* _TASK DESCRIPTION_:
Please edit the lines below so that every "Target" becomes "Label", with all else unchanged, and leave the pictures out of your answer.

[Point-based annotation data]
************

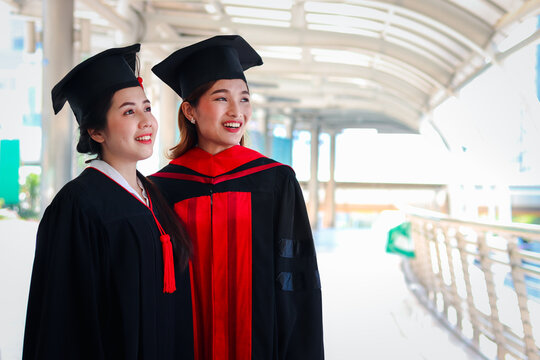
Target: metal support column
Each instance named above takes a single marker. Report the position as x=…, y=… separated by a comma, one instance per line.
x=267, y=135
x=313, y=185
x=167, y=122
x=57, y=131
x=330, y=201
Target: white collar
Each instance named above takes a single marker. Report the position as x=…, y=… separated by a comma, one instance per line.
x=111, y=172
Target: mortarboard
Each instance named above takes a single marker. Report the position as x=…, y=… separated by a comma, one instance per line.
x=220, y=57
x=106, y=72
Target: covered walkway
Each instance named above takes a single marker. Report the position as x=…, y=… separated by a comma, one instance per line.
x=369, y=312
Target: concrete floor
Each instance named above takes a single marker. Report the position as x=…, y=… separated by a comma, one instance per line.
x=369, y=313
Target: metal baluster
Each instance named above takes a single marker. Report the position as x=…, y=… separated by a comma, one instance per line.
x=456, y=300
x=496, y=325
x=521, y=291
x=462, y=244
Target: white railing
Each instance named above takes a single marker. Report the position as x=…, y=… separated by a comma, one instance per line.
x=481, y=279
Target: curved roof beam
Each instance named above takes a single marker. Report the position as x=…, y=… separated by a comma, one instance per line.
x=258, y=36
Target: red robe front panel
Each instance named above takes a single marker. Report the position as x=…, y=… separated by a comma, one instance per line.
x=255, y=285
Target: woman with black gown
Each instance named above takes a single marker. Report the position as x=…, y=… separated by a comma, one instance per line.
x=109, y=279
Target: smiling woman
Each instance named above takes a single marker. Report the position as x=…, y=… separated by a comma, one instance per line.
x=109, y=278
x=255, y=283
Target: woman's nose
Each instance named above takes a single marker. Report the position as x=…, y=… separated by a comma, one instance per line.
x=233, y=110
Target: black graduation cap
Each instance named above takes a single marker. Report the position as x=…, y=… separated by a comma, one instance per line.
x=103, y=73
x=220, y=57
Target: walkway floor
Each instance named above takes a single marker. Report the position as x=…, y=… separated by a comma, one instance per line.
x=368, y=311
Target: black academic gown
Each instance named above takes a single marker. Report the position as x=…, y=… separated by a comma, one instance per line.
x=255, y=284
x=97, y=282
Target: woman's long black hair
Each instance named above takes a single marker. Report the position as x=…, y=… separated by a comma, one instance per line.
x=97, y=120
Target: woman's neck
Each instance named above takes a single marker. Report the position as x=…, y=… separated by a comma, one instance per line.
x=128, y=170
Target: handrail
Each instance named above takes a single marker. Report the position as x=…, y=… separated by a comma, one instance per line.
x=478, y=278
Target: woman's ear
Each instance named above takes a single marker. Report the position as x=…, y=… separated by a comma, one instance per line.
x=96, y=135
x=188, y=110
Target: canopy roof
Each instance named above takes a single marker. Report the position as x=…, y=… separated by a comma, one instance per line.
x=381, y=64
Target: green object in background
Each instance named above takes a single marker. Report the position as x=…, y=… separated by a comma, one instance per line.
x=9, y=171
x=400, y=241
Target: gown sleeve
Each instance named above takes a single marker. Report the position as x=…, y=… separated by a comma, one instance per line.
x=64, y=317
x=298, y=293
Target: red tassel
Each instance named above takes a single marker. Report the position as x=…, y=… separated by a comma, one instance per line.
x=139, y=79
x=169, y=283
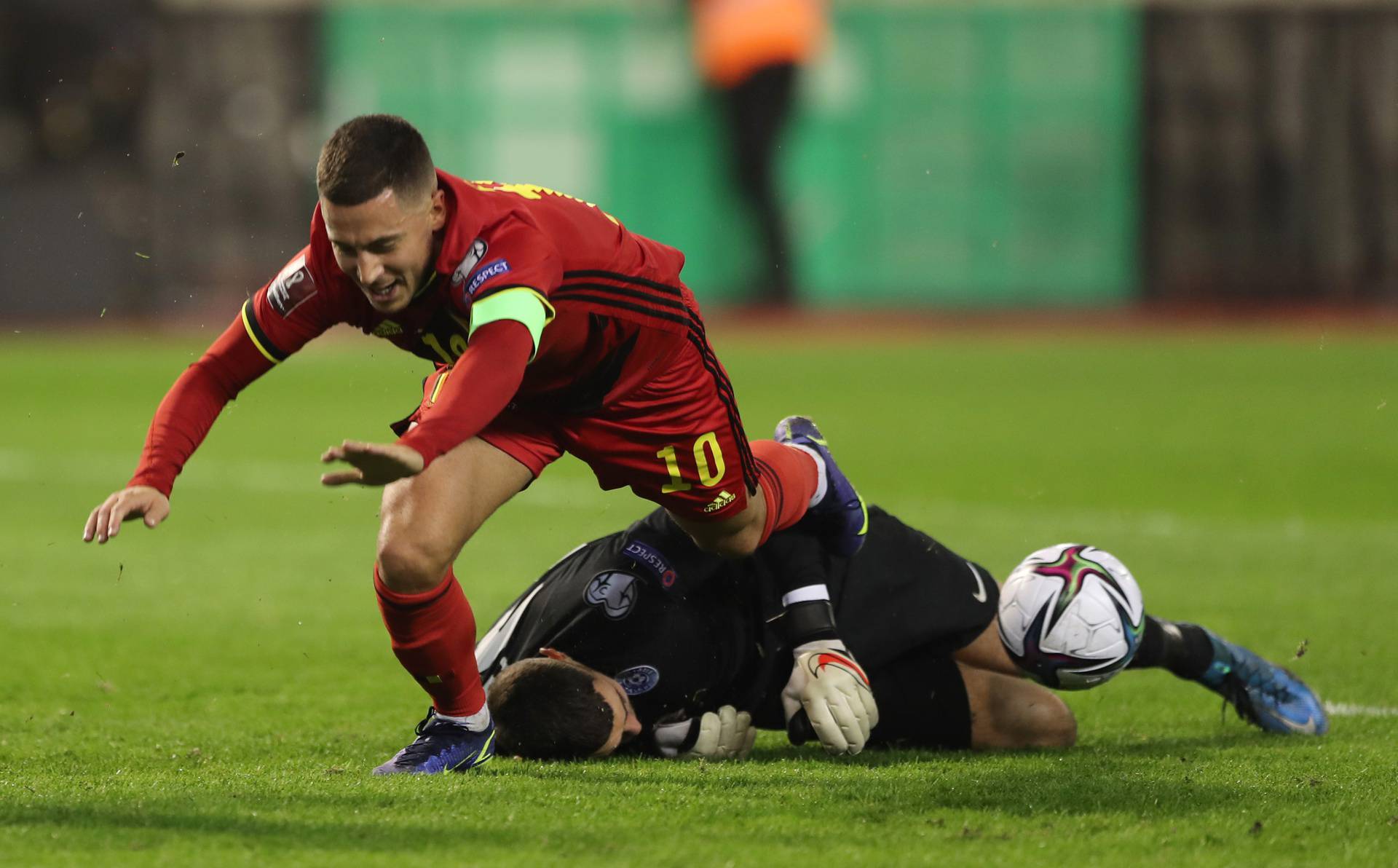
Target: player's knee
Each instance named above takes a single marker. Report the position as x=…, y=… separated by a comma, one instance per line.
x=410, y=568
x=1048, y=722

************

* _TASK RESULT_:
Label: metal support column
Each instance named above takes a single marker. Report the position as x=…, y=… separated by a comma, one instance per line.
x=267, y=135
x=313, y=185
x=167, y=122
x=57, y=131
x=330, y=201
Label: white collar
Each instance named above takes a single marker. Report the position as x=…, y=… separated by a comma, one instance per line.
x=111, y=172
Label: mortarboard
Each instance named above takes a single marker. Report the position as x=…, y=… separated by a comma, one instance per line.
x=220, y=57
x=106, y=72
Label: covered walkway
Each instance named above takes a single marker. Report the position as x=…, y=… separated by a comma, one instance per line.
x=369, y=312
Label: concrete floor
Each instance named above takes a single marker. Report the position as x=…, y=… separated by a comma, one instance per line.
x=369, y=313
Label: metal baluster
Each instance named above takes a single marker. Report the position as x=…, y=… separated by a comma, one instance per line.
x=456, y=300
x=496, y=325
x=521, y=291
x=462, y=244
Label: white railing
Each instance named above takes a single marker. Report the position as x=…, y=… separated by a comma, one instance per line.
x=481, y=279
Label: curved roof beam
Each instance named above takes a single marker. Report the position as x=…, y=… separated by a comma, one instance per line.
x=258, y=36
Label: red robe front panel
Each instance named above takes a single marker. Report the position as x=…, y=… separated by a comma, one instance per line.
x=255, y=285
Label: woman with black gown
Each instance named above takes a single marker. Report the position as x=…, y=… separated by a comma, one instance per line.
x=109, y=279
Label: smiling woman
Each instance named above takes a single marker. Report the position as x=…, y=… separated by a comma, one instance per line.
x=109, y=278
x=255, y=283
Label: woman's nose
Each instance named above takes a single marker. Report the position as x=…, y=… separated by a comma, one instance per line.
x=233, y=110
Label: black graduation cap
Each instance named above takes a single marker. Report the position as x=…, y=… separated by a comma, one instance per line.
x=103, y=73
x=220, y=57
Label: walkway floor
Each instance named above takes a single marker. Report the position as x=…, y=… separated by a comma, one instance per line.
x=368, y=311
Label: black academic gown
Each instance named above takes a single marker. Report the position as x=…, y=… separated by a comma, one instance per line.
x=255, y=284
x=97, y=282
Label: woman's long black hair
Each instance named above takes a single marker. Report the position as x=…, y=… separated by a comma, one instance per line.
x=97, y=120
Label: woman's neck
Each instance named above takes a single marker. Report the position as x=…, y=… separated by a comma, one instance per line.
x=128, y=170
Label: handrail
Each instance named above takes a single marker. Report the position as x=…, y=… separated by a comma, one instance per line.
x=478, y=278
Label: woman's ear
Each instance named above takes a single marker. Report the position as x=…, y=… separated by a comma, one instance per line.
x=96, y=135
x=188, y=110
Label: canopy roof
Each instance named above takes a single marker. Report the position as x=…, y=… separated by a comma, one instance per line.
x=381, y=64
Label: green object in background
Each instance named above takes a single marker. Report the position as x=…, y=… separated by a comma, one instance per line.
x=9, y=171
x=400, y=241
Label: gown sleeve
Each instance named above takes a single marker. Report the position as x=…, y=… separated by a comma, one instance per line.
x=64, y=317
x=298, y=293
Label: red tassel
Each instance named above takes a single marker. Report the position as x=…, y=… separated by a comma, one instance per line.
x=139, y=79
x=169, y=283
Label: player's knee
Each instance named above takes a single marker. Report the position as x=…, y=… separated by a comma, one instance per line.
x=410, y=568
x=1048, y=722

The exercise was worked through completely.